** DOCUMENT PASSAGE follows **

2. Manually looking through piles of annual reports to carry out financial health checks.
3. Asking for supplier data and then waiting for months to get the correct data.
4. Getting sleepless nights what could go next with your sole-sourced supplier (that’s not a task, by the way!)
AI can bring all of these scenarios to life. Let’s get into the ‘how’ of it. Organizations can build AI and machine learning-based models depending upon their risk assessment framework. The model can feed on real-time data from various sources (like social, news, media, etc.) 24×7 across as many categories as you wish. AI can run noise reduction, relevance-based normalization, other data science-based techniques to provide actionable insights. It then calculates a risk score/index for a supplier by picking up the most relevant and meaningful data from the vast pool of big data that gets fed into it. Depending upon the risk scores, it alerts the organization of potential supplier failures.

** End of DOCUMENT PASSAGE **
** SUPPLIED DATA follows **

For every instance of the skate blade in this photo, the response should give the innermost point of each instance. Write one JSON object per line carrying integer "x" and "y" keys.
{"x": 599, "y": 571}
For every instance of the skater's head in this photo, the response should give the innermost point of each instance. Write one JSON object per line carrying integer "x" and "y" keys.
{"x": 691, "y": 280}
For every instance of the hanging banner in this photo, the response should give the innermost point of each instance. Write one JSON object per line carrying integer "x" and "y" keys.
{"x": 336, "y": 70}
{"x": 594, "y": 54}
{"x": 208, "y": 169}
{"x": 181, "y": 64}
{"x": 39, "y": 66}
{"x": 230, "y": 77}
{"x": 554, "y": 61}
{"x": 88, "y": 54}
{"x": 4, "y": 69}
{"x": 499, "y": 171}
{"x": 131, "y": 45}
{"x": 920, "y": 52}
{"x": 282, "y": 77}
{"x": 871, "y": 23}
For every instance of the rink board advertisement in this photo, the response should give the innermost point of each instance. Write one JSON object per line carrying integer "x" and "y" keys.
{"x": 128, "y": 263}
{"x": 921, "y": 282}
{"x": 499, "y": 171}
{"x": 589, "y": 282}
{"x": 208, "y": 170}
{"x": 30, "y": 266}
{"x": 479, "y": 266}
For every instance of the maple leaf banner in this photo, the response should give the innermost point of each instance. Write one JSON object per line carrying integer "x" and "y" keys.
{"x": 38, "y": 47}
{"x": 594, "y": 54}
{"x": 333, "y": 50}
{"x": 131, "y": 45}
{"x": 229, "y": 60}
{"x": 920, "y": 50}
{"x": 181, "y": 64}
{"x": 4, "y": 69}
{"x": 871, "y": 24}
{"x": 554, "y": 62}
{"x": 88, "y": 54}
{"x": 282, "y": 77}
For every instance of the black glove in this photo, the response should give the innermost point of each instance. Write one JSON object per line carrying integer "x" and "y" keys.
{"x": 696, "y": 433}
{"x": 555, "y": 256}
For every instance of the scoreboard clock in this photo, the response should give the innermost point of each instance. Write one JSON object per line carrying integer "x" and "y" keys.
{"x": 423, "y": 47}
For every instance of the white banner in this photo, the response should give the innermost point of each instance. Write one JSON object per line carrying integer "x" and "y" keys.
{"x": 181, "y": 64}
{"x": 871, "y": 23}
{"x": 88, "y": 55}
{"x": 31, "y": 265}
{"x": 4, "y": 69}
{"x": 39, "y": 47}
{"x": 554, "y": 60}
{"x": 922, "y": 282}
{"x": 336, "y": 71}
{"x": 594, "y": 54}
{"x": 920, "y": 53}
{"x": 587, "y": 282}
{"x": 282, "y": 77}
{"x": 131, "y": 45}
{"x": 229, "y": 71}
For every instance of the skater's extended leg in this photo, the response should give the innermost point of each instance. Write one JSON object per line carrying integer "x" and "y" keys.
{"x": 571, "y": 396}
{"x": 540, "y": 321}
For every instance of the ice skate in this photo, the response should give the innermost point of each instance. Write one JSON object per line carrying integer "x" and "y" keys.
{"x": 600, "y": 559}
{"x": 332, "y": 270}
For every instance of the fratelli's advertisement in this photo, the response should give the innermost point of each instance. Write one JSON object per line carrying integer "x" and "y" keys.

** End of SUPPLIED DATA **

▶ _EXERCISE_:
Write out the supplier risk passage word for word, from "AI can bring" up to and including "potential supplier failures.".

▶ _ANSWER FOR THE TASK_:
AI can bring all of these scenarios to life. Let’s get into the ‘how’ of it. Organizations can build AI and machine learning-based models depending upon their risk assessment framework. The model can feed on real-time data from various sources (like social, news, media, etc.) 24×7 across as many categories as you wish. AI can run noise reduction, relevance-based normalization, other data science-based techniques to provide actionable insights. It then calculates a risk score/index for a supplier by picking up the most relevant and meaningful data from the vast pool of big data that gets fed into it. Depending upon the risk scores, it alerts the organization of potential supplier failures.